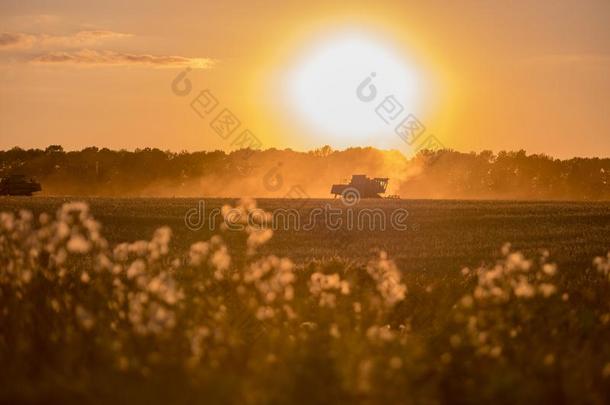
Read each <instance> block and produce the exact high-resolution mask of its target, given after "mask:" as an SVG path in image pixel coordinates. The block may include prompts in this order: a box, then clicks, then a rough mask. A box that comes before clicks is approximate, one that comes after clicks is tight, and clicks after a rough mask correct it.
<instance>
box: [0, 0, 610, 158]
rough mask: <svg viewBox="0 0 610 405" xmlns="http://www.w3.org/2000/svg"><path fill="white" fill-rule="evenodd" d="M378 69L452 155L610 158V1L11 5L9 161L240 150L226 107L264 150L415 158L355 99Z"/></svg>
mask: <svg viewBox="0 0 610 405" xmlns="http://www.w3.org/2000/svg"><path fill="white" fill-rule="evenodd" d="M339 65H340V67H338V66H339ZM187 66H189V67H191V69H192V70H191V71H190V73H189V74H188V76H187V77H188V79H189V80H190V81H191V83H192V87H193V89H192V91H191V93H190V94H189V95H187V96H178V95H176V94H174V93H173V92H172V88H171V84H172V81H173V80H174V78H175V77H176V76H177V75H178V74H179V73H180V72H182V71H183V70H184V69H185V68H186V67H187ZM351 67H353V70H352V69H351ZM369 71H371V72H372V71H374V72H375V73H376V75H377V76H376V79H378V83H377V87H378V90H379V96H380V97H384V96H386V95H388V94H393V93H396V94H397V98H398V99H399V100H400V101H401V103H402V104H404V107H405V108H404V113H405V114H407V113H411V114H414V115H415V116H417V118H418V119H419V120H420V121H421V122H422V123H423V125H424V126H425V127H426V131H427V132H428V133H430V134H434V135H436V137H437V138H438V139H439V140H440V141H441V142H442V144H444V145H445V146H447V147H450V148H453V149H456V150H459V151H471V150H474V151H481V150H484V149H491V150H494V151H498V150H502V149H511V150H515V149H526V150H527V151H528V152H531V153H547V154H550V155H552V156H555V157H561V158H566V157H572V156H608V154H609V153H608V152H609V151H610V119H609V117H610V2H609V1H607V0H589V1H557V0H539V1H513V2H497V1H474V0H472V1H468V0H460V1H447V0H445V1H436V0H433V1H426V2H422V1H377V2H371V1H362V2H360V1H349V2H347V1H346V2H333V1H318V0H309V1H307V2H303V1H291V0H283V1H251V0H241V1H217V2H214V1H209V0H205V1H140V0H131V1H125V0H122V1H115V0H107V1H100V2H91V1H67V0H66V1H48V0H47V1H37V0H30V1H13V0H4V1H2V2H1V3H0V148H1V149H7V148H11V147H13V146H20V147H23V148H30V147H41V148H44V147H46V146H47V145H49V144H62V145H63V146H64V147H65V148H66V149H79V148H83V147H86V146H92V145H95V146H99V147H109V148H114V149H120V148H126V149H134V148H138V147H140V148H142V147H147V146H150V147H159V148H162V149H170V150H173V151H179V150H184V149H186V150H213V149H224V150H231V149H233V148H234V147H235V146H234V145H232V139H231V138H228V139H223V138H222V137H220V136H219V135H218V134H217V133H215V132H214V131H213V130H212V129H211V128H210V121H211V120H212V119H213V118H214V116H215V115H217V113H219V112H220V111H221V110H222V109H224V108H228V109H230V110H231V111H232V112H233V113H234V115H235V116H236V117H237V118H238V119H239V121H240V122H241V125H240V127H239V128H238V129H237V130H236V131H237V132H236V134H237V133H239V132H241V131H242V130H246V129H247V130H249V131H251V132H252V133H253V134H255V136H256V137H258V138H259V139H260V141H261V144H262V147H264V148H269V147H277V148H286V147H289V148H292V149H296V150H308V149H312V148H315V147H319V146H321V145H324V144H330V145H331V146H334V147H337V148H344V147H348V146H368V145H372V146H376V147H383V148H394V149H398V150H401V151H403V152H405V153H408V152H410V151H411V150H412V148H413V146H409V145H407V144H405V143H404V142H403V141H402V140H401V139H400V138H399V137H398V136H397V135H396V134H395V133H394V127H393V126H392V125H390V124H387V125H386V124H385V123H383V122H382V121H380V120H381V118H380V117H378V116H377V115H376V113H375V107H376V105H377V104H378V103H377V101H378V100H380V99H379V98H378V99H376V101H375V102H372V103H368V104H367V103H366V102H363V101H361V100H359V99H358V98H357V96H356V88H357V86H358V85H359V84H360V82H361V81H362V80H364V79H365V78H366V77H367V75H368V74H369V73H370V72H369ZM361 79H362V80H361ZM204 89H209V91H210V92H211V94H213V95H214V96H215V97H216V99H217V100H218V102H219V105H218V106H217V107H216V109H215V110H214V111H212V113H211V114H210V115H209V116H205V117H203V118H202V117H200V116H198V115H197V114H196V113H195V112H194V111H193V109H192V108H191V106H190V103H191V101H192V99H193V98H194V97H195V96H196V95H197V94H198V93H199V91H201V90H204ZM327 92H328V93H327Z"/></svg>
....................
• **Problem description**: Within the material above, find every line containing the word "instance" and copy it.

• **Exercise response**:
Read each <instance> block and produce the exact high-resolution mask of its target, given after "mask:" as an SVG path in image pixel coordinates. The block may include prompts in this order: a box, then clicks, then a rough mask. A box that comes before clicks is approximate, one that comes after clicks is tight, and clicks after a rough mask correct it.
<instance>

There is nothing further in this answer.